Instructions to follow:
Down to the last line, reproduce the data below exactly.

Data excerpts
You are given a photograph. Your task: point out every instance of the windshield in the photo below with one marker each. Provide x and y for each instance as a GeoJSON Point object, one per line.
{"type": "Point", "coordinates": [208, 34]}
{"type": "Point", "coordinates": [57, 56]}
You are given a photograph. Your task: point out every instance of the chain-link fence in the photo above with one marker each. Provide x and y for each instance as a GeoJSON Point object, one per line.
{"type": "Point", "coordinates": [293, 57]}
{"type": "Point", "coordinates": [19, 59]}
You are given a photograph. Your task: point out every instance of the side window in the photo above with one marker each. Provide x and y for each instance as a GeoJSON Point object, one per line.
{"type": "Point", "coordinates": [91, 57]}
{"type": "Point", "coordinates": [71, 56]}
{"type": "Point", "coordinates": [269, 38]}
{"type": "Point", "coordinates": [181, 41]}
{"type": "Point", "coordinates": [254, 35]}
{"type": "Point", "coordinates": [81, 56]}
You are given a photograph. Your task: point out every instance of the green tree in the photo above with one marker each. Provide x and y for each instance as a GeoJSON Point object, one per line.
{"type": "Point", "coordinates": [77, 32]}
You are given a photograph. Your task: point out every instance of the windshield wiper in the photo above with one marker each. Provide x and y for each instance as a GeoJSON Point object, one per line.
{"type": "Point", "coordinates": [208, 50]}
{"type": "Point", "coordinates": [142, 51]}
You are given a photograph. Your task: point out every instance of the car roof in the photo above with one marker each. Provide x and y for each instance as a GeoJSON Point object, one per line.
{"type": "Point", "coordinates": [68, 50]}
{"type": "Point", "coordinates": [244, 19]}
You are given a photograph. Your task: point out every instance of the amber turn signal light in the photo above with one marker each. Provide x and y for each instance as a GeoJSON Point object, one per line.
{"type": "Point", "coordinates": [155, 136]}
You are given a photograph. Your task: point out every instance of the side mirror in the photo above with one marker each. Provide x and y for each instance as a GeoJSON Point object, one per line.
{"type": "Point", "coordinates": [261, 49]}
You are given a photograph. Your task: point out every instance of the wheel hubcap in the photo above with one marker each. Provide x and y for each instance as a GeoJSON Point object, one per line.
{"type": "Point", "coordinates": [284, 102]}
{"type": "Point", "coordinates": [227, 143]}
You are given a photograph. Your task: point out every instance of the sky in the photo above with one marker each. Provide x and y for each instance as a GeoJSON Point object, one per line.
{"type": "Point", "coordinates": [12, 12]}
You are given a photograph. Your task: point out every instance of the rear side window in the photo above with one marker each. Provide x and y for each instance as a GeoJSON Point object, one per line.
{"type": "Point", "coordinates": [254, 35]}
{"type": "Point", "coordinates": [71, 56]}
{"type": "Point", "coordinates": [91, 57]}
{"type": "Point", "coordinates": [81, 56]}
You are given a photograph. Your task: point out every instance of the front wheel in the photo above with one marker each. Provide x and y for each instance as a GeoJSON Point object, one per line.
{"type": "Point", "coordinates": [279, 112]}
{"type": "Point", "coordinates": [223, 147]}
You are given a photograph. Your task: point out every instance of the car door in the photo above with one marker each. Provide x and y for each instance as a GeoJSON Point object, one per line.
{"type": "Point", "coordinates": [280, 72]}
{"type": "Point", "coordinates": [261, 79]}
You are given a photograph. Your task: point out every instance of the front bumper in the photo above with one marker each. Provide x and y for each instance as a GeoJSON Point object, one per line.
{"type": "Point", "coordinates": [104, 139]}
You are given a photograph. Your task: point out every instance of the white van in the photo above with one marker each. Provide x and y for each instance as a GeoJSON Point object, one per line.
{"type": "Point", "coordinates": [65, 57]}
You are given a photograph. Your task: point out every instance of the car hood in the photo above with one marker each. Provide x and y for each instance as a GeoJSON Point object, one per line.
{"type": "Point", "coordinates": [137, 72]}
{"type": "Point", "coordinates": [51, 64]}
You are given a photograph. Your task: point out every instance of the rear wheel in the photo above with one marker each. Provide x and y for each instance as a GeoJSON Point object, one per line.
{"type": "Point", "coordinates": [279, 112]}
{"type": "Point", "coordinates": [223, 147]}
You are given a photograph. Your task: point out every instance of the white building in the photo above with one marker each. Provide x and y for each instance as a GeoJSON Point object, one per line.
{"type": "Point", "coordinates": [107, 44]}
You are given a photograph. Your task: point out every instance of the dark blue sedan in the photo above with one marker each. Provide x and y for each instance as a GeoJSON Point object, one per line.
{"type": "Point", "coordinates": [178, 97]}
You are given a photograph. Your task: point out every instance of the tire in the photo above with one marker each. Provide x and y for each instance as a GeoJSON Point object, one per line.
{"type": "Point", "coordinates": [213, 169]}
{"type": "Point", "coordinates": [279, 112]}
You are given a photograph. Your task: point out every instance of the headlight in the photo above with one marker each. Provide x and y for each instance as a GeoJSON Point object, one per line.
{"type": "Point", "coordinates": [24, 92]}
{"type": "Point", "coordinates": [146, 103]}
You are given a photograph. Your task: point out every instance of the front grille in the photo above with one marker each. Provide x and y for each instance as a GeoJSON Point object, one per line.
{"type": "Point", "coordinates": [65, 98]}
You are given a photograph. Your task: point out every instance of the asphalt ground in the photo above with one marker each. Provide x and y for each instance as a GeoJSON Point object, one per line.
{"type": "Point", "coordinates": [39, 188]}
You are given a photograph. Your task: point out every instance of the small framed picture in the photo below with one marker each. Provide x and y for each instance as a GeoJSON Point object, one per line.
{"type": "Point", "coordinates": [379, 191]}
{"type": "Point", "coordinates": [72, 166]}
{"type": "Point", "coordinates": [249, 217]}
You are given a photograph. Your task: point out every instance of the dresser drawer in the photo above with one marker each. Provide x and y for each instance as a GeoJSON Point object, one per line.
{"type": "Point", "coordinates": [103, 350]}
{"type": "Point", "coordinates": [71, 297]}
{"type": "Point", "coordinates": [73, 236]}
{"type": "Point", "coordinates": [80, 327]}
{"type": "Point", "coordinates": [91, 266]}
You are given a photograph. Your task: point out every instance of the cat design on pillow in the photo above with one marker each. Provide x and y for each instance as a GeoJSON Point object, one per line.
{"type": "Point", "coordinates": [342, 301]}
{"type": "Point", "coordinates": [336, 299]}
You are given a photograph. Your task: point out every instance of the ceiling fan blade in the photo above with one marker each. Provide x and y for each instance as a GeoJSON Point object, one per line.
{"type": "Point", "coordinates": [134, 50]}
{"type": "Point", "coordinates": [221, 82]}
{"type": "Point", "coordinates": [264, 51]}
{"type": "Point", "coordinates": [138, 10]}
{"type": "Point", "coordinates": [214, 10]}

Task solution:
You are given a photograph. Your task: point out every instance of the windshield in the photo below with one marker each. Provide x and y for each instance as a GeoJSON Point object, one per line.
{"type": "Point", "coordinates": [208, 34]}
{"type": "Point", "coordinates": [57, 56]}
You are given a photograph. Your task: point out every instance of the chain-link fence in the photo above with one marker each. Provide x and y for each instance as a GeoJSON Point object, one per line.
{"type": "Point", "coordinates": [293, 57]}
{"type": "Point", "coordinates": [19, 59]}
You are given a photograph. Your task: point out every instance of the side window in the photo above with one marker each. Provide x and y for each instance as a GeoJSON Point object, one per line.
{"type": "Point", "coordinates": [91, 57]}
{"type": "Point", "coordinates": [71, 56]}
{"type": "Point", "coordinates": [269, 38]}
{"type": "Point", "coordinates": [181, 41]}
{"type": "Point", "coordinates": [254, 35]}
{"type": "Point", "coordinates": [81, 56]}
You are given a photograph. Your task: point out every instance of the green tree in the photo above with one marker each. Provide x and y for each instance as a GeoJSON Point object, one per line.
{"type": "Point", "coordinates": [77, 32]}
You are given a photograph. Your task: point out every instance of the windshield wiper in the photo above with one marker each. Provide x and y for each instance as a GeoJSON Point object, one per line.
{"type": "Point", "coordinates": [208, 50]}
{"type": "Point", "coordinates": [142, 51]}
You are given a photograph. Your task: point out every instance of the car roof in the photo above with one marker each. Provide x and y for each instance as a GeoJSON Point object, one per line.
{"type": "Point", "coordinates": [68, 50]}
{"type": "Point", "coordinates": [244, 19]}
You are given a photograph. Your task: point out every instance of the amber turn signal light in the photo above with one marker each. Provide x and y for each instance as a GeoJSON Point object, one per line.
{"type": "Point", "coordinates": [155, 136]}
You are given a photograph. Your task: point out every instance of the side mirror in the photo above with one marker each. Provide x and y for each instance as a GeoJSON Point object, one per line.
{"type": "Point", "coordinates": [261, 49]}
You are given a photograph. Your task: point out every instance of the wheel hubcap in the photo above with one marker each. Provide x and y for each instance as a GeoJSON Point object, one per line.
{"type": "Point", "coordinates": [284, 102]}
{"type": "Point", "coordinates": [227, 143]}
You are given a photograph. Your task: point out every instance of the sky in the photo above with one marker each. Provide x and y for each instance as a GeoJSON Point object, one per line.
{"type": "Point", "coordinates": [12, 12]}
You are given a photograph. Your task: point out every instance of the rear side window in the photo above with one marker each. Provide x and y for each instance as a GeoJSON Point object, one per line.
{"type": "Point", "coordinates": [254, 35]}
{"type": "Point", "coordinates": [71, 56]}
{"type": "Point", "coordinates": [91, 57]}
{"type": "Point", "coordinates": [81, 56]}
You are given a photograph. Your task: point out every instance of the front wheel in the photo above with one marker each. Provide x and y for each instance as a GeoJSON Point object, one per line.
{"type": "Point", "coordinates": [279, 112]}
{"type": "Point", "coordinates": [223, 147]}
You are given a photograph. Your task: point out every instance of the car door in the photo above with one marker each. Provide x and y for each instance as a GeoJSON Point object, one per line.
{"type": "Point", "coordinates": [280, 72]}
{"type": "Point", "coordinates": [261, 79]}
You are given a photograph. Your task: point out every instance of the front bumper in the photo above with one marker each. Provide x and y for each instance as a GeoJSON Point object, one per line.
{"type": "Point", "coordinates": [104, 139]}
You are given a photograph. Your task: point out every instance of the white van in the photo above with one marker each. Provide x and y for each instance as a GeoJSON Point object, one per line.
{"type": "Point", "coordinates": [65, 57]}
You are given a photograph. Your task: point out every instance of the car hood in the photo above with one marker each. Provide x and y for each instance as a GeoJSON Point object, one per line.
{"type": "Point", "coordinates": [137, 72]}
{"type": "Point", "coordinates": [51, 64]}
You are given a photograph. Your task: point out every instance of the rear wheel in the photo above with one marker each. Provide x and y for each instance as a GeoJSON Point object, one per line.
{"type": "Point", "coordinates": [279, 112]}
{"type": "Point", "coordinates": [223, 147]}
You are given a photograph. Your task: point out every instance of the white building in the photo above with one marker each. Provide x and y for each instance as a GeoJSON Point object, one per line.
{"type": "Point", "coordinates": [107, 44]}
You are given a photograph. Your task: point out every instance of the dark blue sedan in the photo above with one marker each. Provide x and y for each instance as a GeoJSON Point object, one per line.
{"type": "Point", "coordinates": [178, 97]}
You are given a photograph. Your task: point out every instance of the tire in the photo above with one marker each. Provide x and y for each instance as a GeoJSON Point object, one per line.
{"type": "Point", "coordinates": [213, 169]}
{"type": "Point", "coordinates": [279, 112]}
You are given a photograph. Your task: point out every instance of the headlight in the photo above with one marker each. Provide x and y for each instance as a GeoJSON Point object, one per line.
{"type": "Point", "coordinates": [24, 92]}
{"type": "Point", "coordinates": [146, 103]}
You are given a photograph. Your task: point out every instance of the front grille in the photo above with one marker each. Provide x and y for each instance as a GeoJSON Point object, one per line.
{"type": "Point", "coordinates": [65, 98]}
You are given a photograph. Your task: point out every instance of the asphalt ground in the photo above with one marker each. Provide x and y for each instance as a GeoJSON Point object, one per line.
{"type": "Point", "coordinates": [39, 188]}
You are given a photograph. Your task: point out every instance of the small framed picture in the photo below with one marker each. Provide x and y for each instance as a GeoJSON Point object, one per line.
{"type": "Point", "coordinates": [379, 191]}
{"type": "Point", "coordinates": [72, 166]}
{"type": "Point", "coordinates": [249, 217]}
You are given a photograph. Your task: point out every instance of the dresser drawer in the photo above with one marker each. Provide x and y for each instance as a GeoJSON Point object, one per line.
{"type": "Point", "coordinates": [103, 350]}
{"type": "Point", "coordinates": [71, 297]}
{"type": "Point", "coordinates": [73, 236]}
{"type": "Point", "coordinates": [80, 327]}
{"type": "Point", "coordinates": [91, 266]}
You are given a photograph. Your task: point out every instance of the cat design on pillow in the photo above with one marker each. Provide x and y for each instance as a GeoJSON Point object, one per line.
{"type": "Point", "coordinates": [342, 301]}
{"type": "Point", "coordinates": [336, 299]}
You are given a photograph. Your task: point out every instance of the ceiling fan blade in the photo above with one marker each. Provide x and y for each instance as a GeoJSON Point object, one per line.
{"type": "Point", "coordinates": [134, 50]}
{"type": "Point", "coordinates": [221, 82]}
{"type": "Point", "coordinates": [264, 51]}
{"type": "Point", "coordinates": [138, 10]}
{"type": "Point", "coordinates": [214, 10]}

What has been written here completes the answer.